- Text to read
The days have long ago begun to bleed together.
The landmarks mentioned in my Handbook no longer bear any significance; they are merely items to be checked off a list, the last obstacles to be overcome on our long trek to Katahdin.
I read "East Branch of Pleasant River (1210') ford" and instead of thinking, "Ooh, water! Gosh, I want juice" before sobbing uncontrollably for twenty minutes, all I can see is that I have 67.5 miles left, and that I might have to get my feet wet.
"Little Boardman Mountain (1980') left 100 yards to summit" says to me that I've got 64.3 miles to go, and that I definitely won't be getting to see any rewarding views, nor gleaning any real sense of accomplishment, because there's no way, at this point, that I am going to hike that extra tenth.
"Crawford Pond (1270') sand beach." My stalwart companions. My friends. My backup singers. My partners in crime. The angels, and devils, on my shoulders. Storytellers. Jokesters. Only 62 miles to go, then we part ways forever.
"Cooper Brook Falls Lean-to (880') sleeps 6 (1956) swimming." I thought about staying there, once, before my sister's plans changed. She has to get to White House Landing early tomorrow to get a shuttle to Millinocket, where my parents are picking her up. Duty—or, more accurately, gainful employment—beckons. So we press on. 59.7 miles.

- Exercise details
In the hiking passage, where does the writer's sister have to get to early tomorrow, and what will she catch there?

- Entries
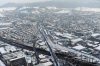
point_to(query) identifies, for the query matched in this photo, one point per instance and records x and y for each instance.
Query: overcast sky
(20, 1)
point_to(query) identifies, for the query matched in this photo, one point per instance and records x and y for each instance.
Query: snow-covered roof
(79, 47)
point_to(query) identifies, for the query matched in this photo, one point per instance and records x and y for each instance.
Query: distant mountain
(60, 4)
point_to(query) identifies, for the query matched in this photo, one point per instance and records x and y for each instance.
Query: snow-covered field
(88, 9)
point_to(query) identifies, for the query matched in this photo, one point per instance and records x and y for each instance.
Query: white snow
(5, 23)
(79, 47)
(2, 64)
(7, 9)
(48, 64)
(1, 15)
(2, 50)
(51, 7)
(63, 11)
(76, 40)
(95, 35)
(97, 48)
(36, 12)
(88, 9)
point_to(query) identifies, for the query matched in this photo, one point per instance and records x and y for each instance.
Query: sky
(20, 1)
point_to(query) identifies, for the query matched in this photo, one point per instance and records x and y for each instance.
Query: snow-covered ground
(87, 9)
(2, 64)
(63, 11)
(7, 9)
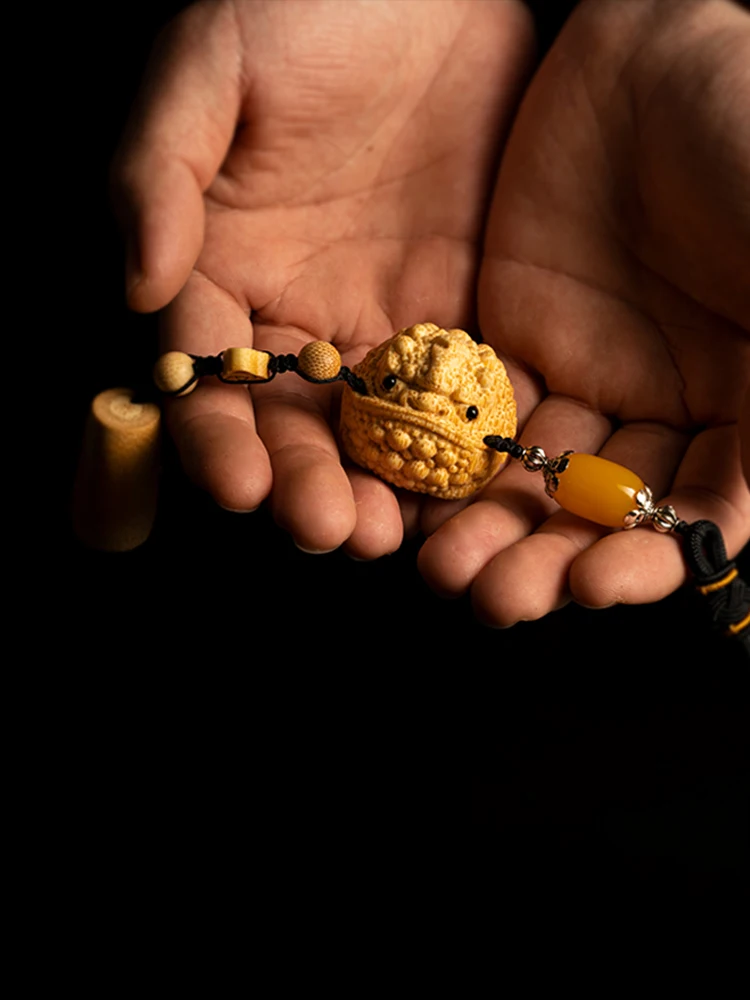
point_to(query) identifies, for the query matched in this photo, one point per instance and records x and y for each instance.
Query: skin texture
(329, 167)
(614, 286)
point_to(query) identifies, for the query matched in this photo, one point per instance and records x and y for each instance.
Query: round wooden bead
(174, 370)
(319, 360)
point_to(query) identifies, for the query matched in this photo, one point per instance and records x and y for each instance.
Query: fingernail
(315, 552)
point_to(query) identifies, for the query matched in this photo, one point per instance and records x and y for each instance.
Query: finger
(214, 427)
(745, 435)
(531, 578)
(639, 566)
(379, 527)
(312, 497)
(178, 135)
(513, 504)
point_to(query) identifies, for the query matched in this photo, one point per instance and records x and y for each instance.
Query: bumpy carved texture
(432, 397)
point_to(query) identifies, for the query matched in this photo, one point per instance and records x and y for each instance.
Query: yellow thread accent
(711, 587)
(738, 626)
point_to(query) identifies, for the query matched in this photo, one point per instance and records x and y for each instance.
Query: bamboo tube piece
(242, 364)
(115, 493)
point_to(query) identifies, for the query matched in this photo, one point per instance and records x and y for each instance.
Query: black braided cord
(278, 364)
(716, 577)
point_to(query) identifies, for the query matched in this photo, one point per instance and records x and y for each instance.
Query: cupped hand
(615, 285)
(311, 169)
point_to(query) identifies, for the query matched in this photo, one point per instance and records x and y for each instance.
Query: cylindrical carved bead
(244, 364)
(597, 489)
(173, 371)
(115, 493)
(319, 360)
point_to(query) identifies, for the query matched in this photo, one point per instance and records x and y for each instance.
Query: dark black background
(222, 685)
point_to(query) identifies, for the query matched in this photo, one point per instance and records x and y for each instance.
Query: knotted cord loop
(717, 579)
(212, 364)
(505, 445)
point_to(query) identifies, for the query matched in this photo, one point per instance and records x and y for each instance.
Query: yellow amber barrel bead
(597, 489)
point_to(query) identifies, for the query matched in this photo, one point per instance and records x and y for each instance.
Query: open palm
(615, 284)
(325, 169)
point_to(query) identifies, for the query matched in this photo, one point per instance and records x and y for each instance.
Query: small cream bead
(172, 371)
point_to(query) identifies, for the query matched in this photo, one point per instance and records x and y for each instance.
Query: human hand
(615, 286)
(325, 167)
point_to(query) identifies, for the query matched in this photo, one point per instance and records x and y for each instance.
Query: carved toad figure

- Response
She has to get to White House Landing to catch a shuttle to Millinocket.